==== EXTRAIT À LIRE

Ce n'est pas là faire acte de syncrétisme et gommer la différence entre deux modalités d'espérance : pour l'athée, l'espérance n'a nul rapport à une promesse, qui, pour lui, ordonnerait plutôt les croyances à l'espoir (la promesse, par l'Histoire ou la Science, de lendemains glorieux) quand, a contrario , l'espérance chrétienne est tressée d'une confiance en une promesse personnellement adressée ; pour l'athée, l'espérance relève de l'épaisseur d'une pure immanence quand, pour le chrétien, elle s'étaie d'une profondeur de l'immanence que la transcendance peut gracieusement trouer.

Mais s'il est vrai qu'il n'est rien de plus utile pour un homme libre que la rencontre d'autres hommes libres (Spinoza), alors il n'est rien de plus utile aux athées soucieux (à leur manière propre) d'espérance que la rencontre de chrétiens partageant (à leur manière) ce même souci.

Sans doute les uns et les autres peuvent-ils alors s'entendre pour opposer cette vertu de l'espérance aux sombres effets du nihilisme rampant qui ronge les consciences, ce nihilisme qui prolifère aujourd'hui sur les ruines des espoirs déçus («À quoi bon ?»).

========

**OBJECTIF DE L'EXERCICE:**
Répondez, s'il vous plaît, à ces questions sur l'extrait consacré à l'espérance :
1. De quoi l'espérance chrétienne est-elle tressée ?
2. Quel philosophe est cité à propos de la rencontre entre hommes libres ?
3. Sur quoi le nihilisme prolifère-t-il aujourd'hui ?

==== CONTENU DES DONNÉES

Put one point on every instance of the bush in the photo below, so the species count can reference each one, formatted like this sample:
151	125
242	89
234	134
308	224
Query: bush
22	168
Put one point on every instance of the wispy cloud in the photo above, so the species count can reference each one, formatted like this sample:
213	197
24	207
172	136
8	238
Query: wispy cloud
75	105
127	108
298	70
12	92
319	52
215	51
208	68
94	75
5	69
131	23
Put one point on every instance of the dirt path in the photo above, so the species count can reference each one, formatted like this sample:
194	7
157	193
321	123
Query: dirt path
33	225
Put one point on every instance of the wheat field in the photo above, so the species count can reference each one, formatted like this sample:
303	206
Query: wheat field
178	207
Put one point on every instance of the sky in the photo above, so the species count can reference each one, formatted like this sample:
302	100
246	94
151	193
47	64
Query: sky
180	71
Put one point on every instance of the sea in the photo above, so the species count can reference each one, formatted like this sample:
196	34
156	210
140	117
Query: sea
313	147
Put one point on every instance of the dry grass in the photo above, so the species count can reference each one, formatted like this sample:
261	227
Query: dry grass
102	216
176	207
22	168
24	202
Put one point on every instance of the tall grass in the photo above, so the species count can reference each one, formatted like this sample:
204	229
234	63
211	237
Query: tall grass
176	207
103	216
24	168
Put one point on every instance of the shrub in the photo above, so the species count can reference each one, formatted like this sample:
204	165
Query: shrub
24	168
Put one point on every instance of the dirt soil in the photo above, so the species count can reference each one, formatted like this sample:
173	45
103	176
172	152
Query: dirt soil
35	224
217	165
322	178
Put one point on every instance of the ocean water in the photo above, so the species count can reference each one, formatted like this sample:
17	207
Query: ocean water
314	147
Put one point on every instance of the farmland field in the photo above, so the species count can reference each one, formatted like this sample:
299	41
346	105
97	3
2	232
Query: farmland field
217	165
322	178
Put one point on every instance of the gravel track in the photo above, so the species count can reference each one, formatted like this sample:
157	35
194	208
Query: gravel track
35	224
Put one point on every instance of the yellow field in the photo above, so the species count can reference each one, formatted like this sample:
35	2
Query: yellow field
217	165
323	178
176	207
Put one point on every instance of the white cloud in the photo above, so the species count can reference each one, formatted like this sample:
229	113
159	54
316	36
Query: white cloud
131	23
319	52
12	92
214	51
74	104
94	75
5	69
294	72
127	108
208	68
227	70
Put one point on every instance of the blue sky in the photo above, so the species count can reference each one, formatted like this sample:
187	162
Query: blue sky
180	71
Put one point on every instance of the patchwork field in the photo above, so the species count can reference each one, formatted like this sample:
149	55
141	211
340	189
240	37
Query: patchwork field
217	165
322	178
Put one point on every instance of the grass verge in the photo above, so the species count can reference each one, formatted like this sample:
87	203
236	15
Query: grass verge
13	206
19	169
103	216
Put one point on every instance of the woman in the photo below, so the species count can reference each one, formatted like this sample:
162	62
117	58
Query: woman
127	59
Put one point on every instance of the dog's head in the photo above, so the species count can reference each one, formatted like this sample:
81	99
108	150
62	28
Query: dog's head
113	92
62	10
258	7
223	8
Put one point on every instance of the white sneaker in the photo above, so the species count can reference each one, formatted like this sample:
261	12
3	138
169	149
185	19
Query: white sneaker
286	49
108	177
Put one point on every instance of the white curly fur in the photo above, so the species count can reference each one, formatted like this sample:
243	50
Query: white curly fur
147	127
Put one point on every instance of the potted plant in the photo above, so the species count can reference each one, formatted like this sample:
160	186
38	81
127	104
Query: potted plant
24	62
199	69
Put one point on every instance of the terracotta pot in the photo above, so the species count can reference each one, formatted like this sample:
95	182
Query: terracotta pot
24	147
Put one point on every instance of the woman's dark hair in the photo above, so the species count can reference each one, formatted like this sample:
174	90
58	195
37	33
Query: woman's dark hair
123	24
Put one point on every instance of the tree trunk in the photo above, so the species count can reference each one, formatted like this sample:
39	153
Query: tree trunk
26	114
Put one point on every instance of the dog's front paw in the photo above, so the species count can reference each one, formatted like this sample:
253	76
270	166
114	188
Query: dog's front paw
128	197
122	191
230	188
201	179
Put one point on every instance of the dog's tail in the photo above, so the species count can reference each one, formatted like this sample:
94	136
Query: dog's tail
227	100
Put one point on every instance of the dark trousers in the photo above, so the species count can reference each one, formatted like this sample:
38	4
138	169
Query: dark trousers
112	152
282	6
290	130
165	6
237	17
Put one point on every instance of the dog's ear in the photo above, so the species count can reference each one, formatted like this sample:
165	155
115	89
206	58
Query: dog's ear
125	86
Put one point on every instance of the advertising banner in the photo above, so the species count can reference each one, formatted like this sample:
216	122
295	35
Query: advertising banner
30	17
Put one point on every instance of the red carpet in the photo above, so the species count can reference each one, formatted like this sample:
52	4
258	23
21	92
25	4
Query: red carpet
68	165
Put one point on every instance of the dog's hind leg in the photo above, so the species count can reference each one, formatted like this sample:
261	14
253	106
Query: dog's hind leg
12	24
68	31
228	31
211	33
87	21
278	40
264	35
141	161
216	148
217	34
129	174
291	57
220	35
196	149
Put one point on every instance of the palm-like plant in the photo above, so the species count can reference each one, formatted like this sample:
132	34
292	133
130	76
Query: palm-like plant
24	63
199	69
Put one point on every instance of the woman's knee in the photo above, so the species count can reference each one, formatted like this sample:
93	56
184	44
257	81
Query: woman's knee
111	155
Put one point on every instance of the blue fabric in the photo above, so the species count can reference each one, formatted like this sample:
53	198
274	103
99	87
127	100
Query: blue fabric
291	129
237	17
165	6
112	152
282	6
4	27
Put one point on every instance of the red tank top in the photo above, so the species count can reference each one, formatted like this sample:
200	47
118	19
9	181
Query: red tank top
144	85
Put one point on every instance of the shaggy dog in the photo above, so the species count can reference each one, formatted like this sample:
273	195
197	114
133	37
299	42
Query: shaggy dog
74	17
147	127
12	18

========

**RÉPONSE COMPLÈTE:**
1. D'une confiance en une promesse personnellement adressée.
2. Spinoza.
3. Sur les ruines des espoirs déçus.